Eric Adams Wins Democratic Nomination for New York City Mayor

Brooklyn Borough President Eric Adams declared victory over former Sanitation Commissioner Kathryn Garcia after around 130,000 absentee and affidavit ballots were counted, all but assuring his path to becoming New York City’s next mayor, the second Black man to hold the position.

In a statement sent shortly after the results went live Tuesday night, Adams said that while there are still a handful of ballots yet to count, the results were clear.

“An historic, diverse, five-borough coalition led by working-class New Yorkers has led us to victory in the Democratic primary for Mayor of New York City,” he said. “Now we must focus on winning in November so that we can deliver on the promise of this great city for those who are struggling, who are underserved, and who are committed to a safe, fair, affordable future for all New Yorkers.”

In recent days, Garcia’s campaign had outlined her path to victory as the “consensus candidate,” showing how she could eek out a win over Adams by collecting enough support from voters second, third, fourth and fifth votes in the city’s first ranked-choice citywide election. But when a majority of absentee ballots were counted, that did not appear to have come to fruition. Garcia still trailed Adams by 8,426 votes, a slimmer margin than last week’s preliminary tally but not enough to overtake the top spot.

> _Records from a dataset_
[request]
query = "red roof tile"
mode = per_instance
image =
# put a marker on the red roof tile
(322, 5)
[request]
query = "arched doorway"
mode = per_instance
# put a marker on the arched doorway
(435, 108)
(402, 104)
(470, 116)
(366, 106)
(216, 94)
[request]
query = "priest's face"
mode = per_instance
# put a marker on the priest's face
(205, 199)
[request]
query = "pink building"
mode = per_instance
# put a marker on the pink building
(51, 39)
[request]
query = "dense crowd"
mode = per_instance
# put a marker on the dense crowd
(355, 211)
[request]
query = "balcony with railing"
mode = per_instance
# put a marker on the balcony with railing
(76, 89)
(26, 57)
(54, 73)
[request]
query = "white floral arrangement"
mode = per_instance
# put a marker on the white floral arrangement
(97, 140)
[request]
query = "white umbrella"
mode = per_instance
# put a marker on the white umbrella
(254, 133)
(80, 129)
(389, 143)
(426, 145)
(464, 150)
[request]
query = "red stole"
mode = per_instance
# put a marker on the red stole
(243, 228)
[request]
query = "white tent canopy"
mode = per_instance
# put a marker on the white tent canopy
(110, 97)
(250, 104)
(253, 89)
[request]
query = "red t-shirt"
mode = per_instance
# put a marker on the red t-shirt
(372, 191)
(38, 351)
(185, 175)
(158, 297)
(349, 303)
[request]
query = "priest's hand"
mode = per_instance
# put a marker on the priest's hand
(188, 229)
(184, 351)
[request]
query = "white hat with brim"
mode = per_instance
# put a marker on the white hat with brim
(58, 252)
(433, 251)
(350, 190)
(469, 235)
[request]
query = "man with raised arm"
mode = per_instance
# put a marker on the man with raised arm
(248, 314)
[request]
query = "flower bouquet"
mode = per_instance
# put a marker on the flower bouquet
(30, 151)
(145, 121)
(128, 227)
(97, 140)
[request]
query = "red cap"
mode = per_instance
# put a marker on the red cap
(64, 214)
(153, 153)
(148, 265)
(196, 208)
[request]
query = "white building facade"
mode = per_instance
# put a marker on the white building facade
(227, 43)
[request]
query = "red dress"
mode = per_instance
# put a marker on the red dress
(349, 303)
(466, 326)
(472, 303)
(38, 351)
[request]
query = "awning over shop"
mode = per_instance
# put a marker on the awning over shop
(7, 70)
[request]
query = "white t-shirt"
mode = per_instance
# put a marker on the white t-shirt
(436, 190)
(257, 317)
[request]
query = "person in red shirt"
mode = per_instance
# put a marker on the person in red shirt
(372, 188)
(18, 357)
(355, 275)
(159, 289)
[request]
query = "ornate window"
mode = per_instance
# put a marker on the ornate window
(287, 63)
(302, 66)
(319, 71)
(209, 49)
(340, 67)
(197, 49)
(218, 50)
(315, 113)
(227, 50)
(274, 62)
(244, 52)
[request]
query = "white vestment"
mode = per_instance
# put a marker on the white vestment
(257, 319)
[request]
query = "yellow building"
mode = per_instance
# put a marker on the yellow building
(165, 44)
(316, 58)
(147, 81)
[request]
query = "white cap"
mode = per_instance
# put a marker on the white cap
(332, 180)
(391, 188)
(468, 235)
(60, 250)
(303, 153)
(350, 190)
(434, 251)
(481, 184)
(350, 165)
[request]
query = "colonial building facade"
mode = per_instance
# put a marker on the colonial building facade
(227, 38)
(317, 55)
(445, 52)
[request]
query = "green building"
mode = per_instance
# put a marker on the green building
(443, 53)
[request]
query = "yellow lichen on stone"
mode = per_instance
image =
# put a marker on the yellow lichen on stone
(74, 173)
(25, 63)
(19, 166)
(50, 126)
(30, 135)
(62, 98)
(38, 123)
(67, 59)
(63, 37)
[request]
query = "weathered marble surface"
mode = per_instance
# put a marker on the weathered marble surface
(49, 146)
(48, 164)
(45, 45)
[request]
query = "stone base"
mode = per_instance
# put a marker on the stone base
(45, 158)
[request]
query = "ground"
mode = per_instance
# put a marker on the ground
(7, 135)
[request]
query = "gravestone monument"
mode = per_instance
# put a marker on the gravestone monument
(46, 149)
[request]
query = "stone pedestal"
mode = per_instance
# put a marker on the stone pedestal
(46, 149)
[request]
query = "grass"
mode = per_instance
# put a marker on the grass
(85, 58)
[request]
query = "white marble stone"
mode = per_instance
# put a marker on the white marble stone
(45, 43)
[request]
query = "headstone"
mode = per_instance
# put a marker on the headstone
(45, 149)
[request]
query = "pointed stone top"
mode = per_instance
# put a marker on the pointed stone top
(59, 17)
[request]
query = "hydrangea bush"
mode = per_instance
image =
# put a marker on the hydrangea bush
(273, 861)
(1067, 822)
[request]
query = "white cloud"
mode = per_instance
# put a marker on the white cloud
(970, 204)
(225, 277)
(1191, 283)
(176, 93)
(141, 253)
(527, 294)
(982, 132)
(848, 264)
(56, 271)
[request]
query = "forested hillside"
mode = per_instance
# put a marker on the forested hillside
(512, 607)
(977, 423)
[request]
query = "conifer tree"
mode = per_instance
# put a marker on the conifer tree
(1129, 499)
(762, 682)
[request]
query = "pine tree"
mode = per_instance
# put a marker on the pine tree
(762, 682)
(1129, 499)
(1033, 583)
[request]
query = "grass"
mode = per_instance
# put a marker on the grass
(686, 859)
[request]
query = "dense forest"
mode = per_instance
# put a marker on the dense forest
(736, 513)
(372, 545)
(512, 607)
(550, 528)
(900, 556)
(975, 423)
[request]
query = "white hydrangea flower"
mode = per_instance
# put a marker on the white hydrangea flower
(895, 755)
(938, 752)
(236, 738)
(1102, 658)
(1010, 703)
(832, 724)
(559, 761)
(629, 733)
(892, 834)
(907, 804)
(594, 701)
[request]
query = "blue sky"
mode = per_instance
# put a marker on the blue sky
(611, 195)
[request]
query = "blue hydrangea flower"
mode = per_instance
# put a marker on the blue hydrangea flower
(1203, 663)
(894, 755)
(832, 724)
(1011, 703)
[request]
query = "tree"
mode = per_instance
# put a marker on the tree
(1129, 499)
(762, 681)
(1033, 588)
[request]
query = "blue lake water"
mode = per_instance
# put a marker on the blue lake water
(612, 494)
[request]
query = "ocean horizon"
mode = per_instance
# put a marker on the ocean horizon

> _DIRECTIONS_
a) According to the article on the New York City mayoral primary, which ranked choices did Garcia's campaign count on collecting from voters? List each one.
b) In the article on the New York City mayoral primary, how many votes separated Garcia from Adams after most absentee ballots were counted?
c) Resume the article on the New York City mayoral primary after its final sentence.

> _RESPONSES TO THE TASKS_
a) Second, third, fourth, fifth

b) Garcia trailed Adams by 8,426 votes.

c)
Garcia declined to immediately issue a comment on Tuesday. Her campaign was consulting with her legal team about what the number of outstanding ballots means for her legal options, while she spent the evening with her children and family.

Once again, civil rights attorney and former de Blasio counsel Maya Wiley was beat out by the two more moderate candidates in the penultimate round. A margin of just a few hundred votes had separated in the first round of ranked-choice tallies, but once the absentee ballots were factored in Wiley trailed Garcia by 12,367 votes, or 1.4 percent.

In a statement Wiley stopped short of conceding from the race, and quickly pivoted to a critique of the city’s Board of Elections, citing the confusion of the past week when the Board had released results that mistakenly included 135,000 test ballots, and further frustrations Tuesday, when the board tweeted it would release results around brunch, though they didn’t go live until after 6:30 p.m.

“We will have more to say about the next steps shortly,” Wiley said. “Today we simply must recommit ourselves to a reformed Board of Elections and build new confidence in how we administer voting in New York City. New York City’s voters deserve better, and the BOE must be completely remade following what can only be described as a debacle.”

While the margins in the elimination rounds are narrow, in both cases it exceeds the half of one percent that would trigger a manual recount under state election law.

In the race for New York City Comptroller, the city’s chief fiscal watchdog and overseeing of the public pension funds, progressive favorite City Councilmember Brad Lander solidified his lead against City Council Speaker Corey Johnson, ending the absentee ballot count 24,683 votes ahead of Johnson, or 3.8 percent difference.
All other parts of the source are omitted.